--- DATA IN THIS EXERCISE ---
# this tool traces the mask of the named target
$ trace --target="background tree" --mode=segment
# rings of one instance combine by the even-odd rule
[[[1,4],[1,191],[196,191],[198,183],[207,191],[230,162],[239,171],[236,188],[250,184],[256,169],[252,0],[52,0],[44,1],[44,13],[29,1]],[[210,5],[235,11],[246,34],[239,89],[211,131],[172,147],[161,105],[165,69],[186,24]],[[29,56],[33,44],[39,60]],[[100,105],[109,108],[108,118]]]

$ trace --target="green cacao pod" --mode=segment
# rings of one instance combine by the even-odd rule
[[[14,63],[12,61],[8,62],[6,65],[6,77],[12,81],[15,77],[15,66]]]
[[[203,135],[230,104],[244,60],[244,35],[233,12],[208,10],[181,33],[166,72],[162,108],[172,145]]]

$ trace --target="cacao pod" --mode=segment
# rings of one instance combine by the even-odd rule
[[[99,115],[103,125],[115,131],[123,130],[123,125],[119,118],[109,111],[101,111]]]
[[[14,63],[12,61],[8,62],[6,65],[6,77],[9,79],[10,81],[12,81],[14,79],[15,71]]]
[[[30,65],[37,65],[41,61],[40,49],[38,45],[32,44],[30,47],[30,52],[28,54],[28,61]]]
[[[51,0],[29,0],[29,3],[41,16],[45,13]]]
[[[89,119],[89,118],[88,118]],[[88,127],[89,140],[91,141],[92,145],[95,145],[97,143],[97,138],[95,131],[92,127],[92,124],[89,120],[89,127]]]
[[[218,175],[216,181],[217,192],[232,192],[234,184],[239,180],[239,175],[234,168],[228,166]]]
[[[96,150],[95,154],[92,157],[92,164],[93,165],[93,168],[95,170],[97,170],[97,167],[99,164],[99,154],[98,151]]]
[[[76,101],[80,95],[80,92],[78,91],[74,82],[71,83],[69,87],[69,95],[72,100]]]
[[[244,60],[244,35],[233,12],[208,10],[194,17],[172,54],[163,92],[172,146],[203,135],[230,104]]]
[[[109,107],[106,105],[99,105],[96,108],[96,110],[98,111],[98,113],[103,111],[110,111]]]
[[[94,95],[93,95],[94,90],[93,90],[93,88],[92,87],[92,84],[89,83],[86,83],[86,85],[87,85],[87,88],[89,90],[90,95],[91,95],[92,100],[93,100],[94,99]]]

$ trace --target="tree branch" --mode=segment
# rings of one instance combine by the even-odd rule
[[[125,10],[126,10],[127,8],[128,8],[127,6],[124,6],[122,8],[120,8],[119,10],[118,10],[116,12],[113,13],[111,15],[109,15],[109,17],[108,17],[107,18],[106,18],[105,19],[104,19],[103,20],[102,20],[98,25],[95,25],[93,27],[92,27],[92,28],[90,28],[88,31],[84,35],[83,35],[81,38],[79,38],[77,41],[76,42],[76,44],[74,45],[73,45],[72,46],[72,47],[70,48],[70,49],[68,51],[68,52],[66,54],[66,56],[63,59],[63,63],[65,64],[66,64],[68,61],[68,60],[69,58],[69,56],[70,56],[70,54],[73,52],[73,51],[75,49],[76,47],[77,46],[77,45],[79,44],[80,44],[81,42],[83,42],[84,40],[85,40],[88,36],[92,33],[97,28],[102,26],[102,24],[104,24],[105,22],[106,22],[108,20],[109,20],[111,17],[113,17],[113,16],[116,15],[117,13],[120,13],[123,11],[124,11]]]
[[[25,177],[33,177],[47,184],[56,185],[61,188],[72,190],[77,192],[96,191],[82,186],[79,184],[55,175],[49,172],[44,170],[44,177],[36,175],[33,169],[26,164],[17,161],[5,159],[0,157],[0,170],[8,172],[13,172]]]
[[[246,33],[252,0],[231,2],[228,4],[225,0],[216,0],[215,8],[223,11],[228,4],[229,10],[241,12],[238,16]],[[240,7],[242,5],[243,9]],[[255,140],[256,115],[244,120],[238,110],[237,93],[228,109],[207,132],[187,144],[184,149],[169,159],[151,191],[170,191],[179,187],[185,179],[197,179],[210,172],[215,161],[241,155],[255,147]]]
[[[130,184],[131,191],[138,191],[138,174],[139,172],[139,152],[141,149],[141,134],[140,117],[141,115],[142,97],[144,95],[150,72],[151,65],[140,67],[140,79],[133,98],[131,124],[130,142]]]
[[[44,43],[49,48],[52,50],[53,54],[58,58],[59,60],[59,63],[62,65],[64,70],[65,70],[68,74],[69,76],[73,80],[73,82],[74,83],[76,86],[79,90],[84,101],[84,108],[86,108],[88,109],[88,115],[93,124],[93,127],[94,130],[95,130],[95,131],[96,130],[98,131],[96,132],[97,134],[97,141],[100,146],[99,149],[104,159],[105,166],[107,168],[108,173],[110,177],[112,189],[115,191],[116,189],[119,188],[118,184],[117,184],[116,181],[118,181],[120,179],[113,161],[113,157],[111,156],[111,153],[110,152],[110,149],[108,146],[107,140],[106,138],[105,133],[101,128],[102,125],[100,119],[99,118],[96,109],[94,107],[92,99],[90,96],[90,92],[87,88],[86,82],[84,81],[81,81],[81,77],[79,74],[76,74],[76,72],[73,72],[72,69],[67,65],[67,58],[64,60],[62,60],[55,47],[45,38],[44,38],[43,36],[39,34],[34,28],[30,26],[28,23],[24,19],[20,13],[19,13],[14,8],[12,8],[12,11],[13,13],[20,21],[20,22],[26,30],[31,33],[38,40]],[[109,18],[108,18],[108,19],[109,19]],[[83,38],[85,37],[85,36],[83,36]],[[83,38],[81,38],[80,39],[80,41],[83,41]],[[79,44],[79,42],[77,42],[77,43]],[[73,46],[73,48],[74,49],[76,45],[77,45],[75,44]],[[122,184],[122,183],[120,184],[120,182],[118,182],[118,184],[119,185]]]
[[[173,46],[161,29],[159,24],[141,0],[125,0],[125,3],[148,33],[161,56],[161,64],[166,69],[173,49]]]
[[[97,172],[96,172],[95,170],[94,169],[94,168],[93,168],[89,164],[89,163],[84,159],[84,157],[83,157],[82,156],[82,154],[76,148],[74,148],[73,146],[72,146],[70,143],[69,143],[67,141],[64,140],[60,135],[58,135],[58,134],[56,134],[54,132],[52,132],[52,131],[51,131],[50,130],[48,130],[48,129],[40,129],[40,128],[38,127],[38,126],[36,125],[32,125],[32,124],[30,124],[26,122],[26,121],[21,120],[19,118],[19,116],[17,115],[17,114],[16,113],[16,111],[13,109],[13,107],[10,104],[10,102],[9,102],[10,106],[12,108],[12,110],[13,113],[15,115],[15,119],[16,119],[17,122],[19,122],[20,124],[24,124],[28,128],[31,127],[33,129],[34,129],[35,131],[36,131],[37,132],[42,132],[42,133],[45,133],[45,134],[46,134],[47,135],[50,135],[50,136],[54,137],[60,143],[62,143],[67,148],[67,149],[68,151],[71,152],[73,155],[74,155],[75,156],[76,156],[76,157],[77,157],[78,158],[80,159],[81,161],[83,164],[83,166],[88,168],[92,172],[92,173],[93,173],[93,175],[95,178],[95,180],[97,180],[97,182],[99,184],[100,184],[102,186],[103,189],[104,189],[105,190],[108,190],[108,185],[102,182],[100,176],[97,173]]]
---
(TASK BRIEF) Pull out every line in the records above that contains the word "mode".

(WRITTEN RESPONSE)
$ trace --target="background tree" --mode=segment
$ trace --target="green cacao pod" --mode=segment
$ trace --target="cacao pod" --mode=segment
$ trace --target="tree branch" --mode=segment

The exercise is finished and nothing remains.